Start of Given information

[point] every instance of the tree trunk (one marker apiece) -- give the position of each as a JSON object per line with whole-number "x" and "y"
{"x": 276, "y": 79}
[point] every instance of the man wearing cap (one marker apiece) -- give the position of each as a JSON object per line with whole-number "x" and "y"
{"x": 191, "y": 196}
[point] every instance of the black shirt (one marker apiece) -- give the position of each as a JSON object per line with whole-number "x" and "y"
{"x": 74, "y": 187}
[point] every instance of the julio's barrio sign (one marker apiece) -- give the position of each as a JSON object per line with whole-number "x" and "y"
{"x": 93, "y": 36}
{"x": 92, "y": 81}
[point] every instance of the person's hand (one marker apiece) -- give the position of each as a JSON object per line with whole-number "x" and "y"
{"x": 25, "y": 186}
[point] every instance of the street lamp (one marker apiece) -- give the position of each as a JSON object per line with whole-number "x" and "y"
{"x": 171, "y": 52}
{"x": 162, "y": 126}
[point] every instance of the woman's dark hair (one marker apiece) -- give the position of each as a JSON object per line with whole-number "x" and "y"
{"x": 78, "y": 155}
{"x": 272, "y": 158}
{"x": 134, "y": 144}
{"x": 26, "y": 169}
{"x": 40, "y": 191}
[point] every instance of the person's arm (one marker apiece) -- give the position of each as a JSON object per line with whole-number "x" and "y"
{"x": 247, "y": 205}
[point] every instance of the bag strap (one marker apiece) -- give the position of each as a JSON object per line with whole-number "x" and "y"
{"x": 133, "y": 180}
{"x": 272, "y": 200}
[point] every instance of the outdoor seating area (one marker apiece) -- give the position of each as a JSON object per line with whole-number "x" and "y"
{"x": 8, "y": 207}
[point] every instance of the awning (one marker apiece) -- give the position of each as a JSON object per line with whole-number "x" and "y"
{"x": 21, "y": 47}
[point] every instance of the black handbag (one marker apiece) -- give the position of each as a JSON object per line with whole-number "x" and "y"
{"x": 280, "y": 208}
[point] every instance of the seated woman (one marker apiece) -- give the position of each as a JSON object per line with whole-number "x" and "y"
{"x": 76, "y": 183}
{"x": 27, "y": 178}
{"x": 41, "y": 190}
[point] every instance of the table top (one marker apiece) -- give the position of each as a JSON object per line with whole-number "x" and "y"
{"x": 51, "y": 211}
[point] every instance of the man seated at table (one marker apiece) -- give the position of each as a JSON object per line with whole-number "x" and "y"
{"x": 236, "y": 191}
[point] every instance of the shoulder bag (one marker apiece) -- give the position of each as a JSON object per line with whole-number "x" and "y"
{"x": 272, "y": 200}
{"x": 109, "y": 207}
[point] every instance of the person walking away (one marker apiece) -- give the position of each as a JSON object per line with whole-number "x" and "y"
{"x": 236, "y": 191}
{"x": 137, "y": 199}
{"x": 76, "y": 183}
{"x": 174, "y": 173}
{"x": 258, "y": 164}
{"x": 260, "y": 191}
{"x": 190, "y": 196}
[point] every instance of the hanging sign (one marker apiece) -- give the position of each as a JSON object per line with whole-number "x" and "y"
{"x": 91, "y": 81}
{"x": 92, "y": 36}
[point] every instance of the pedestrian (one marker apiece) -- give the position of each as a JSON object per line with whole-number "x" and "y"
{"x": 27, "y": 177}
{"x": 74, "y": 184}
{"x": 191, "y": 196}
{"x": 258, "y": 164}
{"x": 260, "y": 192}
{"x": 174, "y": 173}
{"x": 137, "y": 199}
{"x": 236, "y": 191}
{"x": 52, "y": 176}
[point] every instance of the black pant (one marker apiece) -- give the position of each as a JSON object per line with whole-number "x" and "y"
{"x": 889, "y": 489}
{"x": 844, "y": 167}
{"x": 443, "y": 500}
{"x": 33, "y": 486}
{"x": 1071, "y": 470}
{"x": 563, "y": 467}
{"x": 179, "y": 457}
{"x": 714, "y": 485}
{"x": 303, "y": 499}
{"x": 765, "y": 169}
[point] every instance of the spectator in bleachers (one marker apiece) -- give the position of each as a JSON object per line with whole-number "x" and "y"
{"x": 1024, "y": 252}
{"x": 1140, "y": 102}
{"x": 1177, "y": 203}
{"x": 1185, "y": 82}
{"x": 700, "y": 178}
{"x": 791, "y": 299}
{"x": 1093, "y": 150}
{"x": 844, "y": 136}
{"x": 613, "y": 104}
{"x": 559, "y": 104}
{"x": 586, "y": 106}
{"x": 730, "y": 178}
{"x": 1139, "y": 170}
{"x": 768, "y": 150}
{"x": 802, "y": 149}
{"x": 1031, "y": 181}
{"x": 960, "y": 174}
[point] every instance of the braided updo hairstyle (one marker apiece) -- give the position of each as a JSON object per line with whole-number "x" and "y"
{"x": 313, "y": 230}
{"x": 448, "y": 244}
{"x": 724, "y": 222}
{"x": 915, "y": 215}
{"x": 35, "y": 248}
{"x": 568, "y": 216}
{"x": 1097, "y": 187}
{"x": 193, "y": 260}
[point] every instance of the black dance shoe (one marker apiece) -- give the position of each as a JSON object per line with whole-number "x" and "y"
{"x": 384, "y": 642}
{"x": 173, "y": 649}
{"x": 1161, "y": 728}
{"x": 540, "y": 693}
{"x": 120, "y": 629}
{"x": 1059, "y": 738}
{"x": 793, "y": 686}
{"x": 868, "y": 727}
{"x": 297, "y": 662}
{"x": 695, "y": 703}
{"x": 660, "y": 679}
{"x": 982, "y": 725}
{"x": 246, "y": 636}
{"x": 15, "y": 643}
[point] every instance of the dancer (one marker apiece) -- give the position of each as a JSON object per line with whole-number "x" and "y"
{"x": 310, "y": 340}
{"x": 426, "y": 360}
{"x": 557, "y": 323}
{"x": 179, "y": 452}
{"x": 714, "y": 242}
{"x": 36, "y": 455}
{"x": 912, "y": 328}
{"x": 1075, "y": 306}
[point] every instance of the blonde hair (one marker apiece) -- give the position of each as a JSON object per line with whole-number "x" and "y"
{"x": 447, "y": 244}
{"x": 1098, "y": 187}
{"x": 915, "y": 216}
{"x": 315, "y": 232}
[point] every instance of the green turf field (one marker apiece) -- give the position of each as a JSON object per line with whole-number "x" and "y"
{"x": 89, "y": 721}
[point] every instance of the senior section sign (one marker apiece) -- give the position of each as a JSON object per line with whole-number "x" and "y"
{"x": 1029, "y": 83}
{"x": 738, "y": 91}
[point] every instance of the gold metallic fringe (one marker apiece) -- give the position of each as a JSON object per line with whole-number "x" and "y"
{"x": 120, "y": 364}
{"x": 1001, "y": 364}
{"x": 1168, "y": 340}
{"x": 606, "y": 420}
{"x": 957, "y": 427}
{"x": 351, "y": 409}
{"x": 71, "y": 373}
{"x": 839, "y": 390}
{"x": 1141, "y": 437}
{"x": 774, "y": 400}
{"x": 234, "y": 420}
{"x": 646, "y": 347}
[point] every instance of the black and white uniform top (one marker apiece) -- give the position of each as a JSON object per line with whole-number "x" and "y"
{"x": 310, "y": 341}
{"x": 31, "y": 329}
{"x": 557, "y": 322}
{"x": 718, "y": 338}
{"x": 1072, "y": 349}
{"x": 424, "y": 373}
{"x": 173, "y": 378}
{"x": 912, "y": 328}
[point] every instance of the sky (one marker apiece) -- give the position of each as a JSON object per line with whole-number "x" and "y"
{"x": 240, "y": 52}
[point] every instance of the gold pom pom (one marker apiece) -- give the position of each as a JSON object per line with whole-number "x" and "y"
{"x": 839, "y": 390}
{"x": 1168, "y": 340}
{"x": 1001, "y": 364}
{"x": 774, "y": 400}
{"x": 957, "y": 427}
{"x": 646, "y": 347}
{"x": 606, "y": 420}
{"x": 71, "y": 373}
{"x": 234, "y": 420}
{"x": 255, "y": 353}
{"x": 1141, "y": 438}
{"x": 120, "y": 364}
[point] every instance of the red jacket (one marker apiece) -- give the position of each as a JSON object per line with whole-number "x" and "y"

End of Given information

Aim → Rewrite the rows from the line with "[point] every instance of the gold pom" through the end of the rows, both ends included, keeping every line but multiplying each x and y coordinate by 1.4 and rounding to whole numbers, with halves rounded up.

Worked answer →
[point] every instance of the gold pom pom (one marker apiece) -- give the position of each as a JSON object per line with whole-number "x" and "y"
{"x": 1175, "y": 546}
{"x": 1635, "y": 476}
{"x": 1401, "y": 510}
{"x": 1084, "y": 560}
{"x": 1340, "y": 598}
{"x": 904, "y": 486}
{"x": 848, "y": 588}
{"x": 99, "y": 522}
{"x": 328, "y": 588}
{"x": 357, "y": 494}
{"x": 1597, "y": 613}
{"x": 168, "y": 510}
[point] every instance of the red jacket (one marker apiece) -- give the position of each as a JSON object per line with whole-number "x" and "y"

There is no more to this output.